— Exercise —
Go through the records below and copy out every line that contains the word "concrete" without changing it.

— Material provided —
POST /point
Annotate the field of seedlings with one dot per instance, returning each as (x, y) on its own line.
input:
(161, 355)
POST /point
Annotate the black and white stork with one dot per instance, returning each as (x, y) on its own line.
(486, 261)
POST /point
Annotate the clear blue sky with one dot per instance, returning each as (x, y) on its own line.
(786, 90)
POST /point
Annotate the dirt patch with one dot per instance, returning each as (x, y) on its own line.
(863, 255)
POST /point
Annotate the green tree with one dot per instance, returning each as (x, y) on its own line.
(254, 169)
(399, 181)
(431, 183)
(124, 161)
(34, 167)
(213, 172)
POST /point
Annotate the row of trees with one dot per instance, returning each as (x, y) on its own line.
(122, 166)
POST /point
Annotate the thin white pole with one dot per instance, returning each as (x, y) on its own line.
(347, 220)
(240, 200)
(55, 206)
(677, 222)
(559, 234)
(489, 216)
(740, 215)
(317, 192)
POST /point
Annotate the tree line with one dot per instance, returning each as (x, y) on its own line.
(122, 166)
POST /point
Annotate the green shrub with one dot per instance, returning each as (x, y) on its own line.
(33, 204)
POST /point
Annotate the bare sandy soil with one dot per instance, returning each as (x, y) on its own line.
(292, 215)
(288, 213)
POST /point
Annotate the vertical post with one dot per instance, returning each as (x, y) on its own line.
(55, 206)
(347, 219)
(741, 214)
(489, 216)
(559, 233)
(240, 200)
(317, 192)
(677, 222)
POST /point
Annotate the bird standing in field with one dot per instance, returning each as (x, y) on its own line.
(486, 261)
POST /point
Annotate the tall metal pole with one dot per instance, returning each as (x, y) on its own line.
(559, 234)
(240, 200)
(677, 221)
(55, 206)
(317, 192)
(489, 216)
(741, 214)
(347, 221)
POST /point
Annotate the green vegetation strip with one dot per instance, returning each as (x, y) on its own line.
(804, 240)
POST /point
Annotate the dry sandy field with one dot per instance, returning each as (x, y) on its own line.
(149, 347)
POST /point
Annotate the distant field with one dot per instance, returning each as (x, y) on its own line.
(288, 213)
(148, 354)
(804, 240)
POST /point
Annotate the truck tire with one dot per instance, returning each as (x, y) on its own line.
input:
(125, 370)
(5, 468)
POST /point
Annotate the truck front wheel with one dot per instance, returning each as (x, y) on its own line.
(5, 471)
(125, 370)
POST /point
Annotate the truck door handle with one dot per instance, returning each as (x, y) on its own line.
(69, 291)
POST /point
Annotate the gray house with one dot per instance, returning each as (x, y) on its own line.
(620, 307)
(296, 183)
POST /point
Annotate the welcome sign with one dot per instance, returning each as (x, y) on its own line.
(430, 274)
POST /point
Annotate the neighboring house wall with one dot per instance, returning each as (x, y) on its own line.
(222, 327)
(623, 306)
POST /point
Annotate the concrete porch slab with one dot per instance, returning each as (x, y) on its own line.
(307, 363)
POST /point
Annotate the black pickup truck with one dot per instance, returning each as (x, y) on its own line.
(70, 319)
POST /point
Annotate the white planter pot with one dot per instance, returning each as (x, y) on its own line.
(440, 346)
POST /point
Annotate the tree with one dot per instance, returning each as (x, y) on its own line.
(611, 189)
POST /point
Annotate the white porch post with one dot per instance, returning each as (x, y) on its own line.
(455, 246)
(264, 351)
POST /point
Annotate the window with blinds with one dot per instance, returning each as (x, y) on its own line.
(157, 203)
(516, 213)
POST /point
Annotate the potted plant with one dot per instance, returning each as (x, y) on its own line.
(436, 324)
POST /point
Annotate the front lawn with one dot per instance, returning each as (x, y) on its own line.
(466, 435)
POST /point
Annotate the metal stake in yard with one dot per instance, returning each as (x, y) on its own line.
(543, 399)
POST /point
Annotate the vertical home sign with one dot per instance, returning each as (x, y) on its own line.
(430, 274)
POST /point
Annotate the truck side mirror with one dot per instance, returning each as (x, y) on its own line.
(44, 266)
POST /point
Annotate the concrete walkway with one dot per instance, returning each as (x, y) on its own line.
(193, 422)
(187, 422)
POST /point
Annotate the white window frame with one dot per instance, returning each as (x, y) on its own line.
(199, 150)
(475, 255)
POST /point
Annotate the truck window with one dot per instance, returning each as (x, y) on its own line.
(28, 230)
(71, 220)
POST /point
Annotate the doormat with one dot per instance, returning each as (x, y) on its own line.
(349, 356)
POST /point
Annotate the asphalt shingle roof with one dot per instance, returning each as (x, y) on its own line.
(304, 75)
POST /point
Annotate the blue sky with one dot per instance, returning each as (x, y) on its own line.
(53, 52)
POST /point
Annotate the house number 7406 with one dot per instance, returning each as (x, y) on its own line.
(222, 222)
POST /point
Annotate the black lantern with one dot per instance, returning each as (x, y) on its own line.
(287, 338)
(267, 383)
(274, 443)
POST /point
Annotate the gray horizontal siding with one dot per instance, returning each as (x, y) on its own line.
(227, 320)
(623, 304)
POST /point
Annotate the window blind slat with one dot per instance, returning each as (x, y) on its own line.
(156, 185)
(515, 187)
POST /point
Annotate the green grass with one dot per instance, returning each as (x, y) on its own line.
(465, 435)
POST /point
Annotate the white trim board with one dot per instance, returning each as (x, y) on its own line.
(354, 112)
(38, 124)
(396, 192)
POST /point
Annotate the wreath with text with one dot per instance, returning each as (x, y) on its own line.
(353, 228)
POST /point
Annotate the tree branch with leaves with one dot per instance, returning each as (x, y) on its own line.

— Expected answer —
Annotate the concrete porch slab with one dot per instance, returning each as (x, y) on its own line.
Annotate the concrete walkway with one dot per instance, returning each as (x, y) on its own line.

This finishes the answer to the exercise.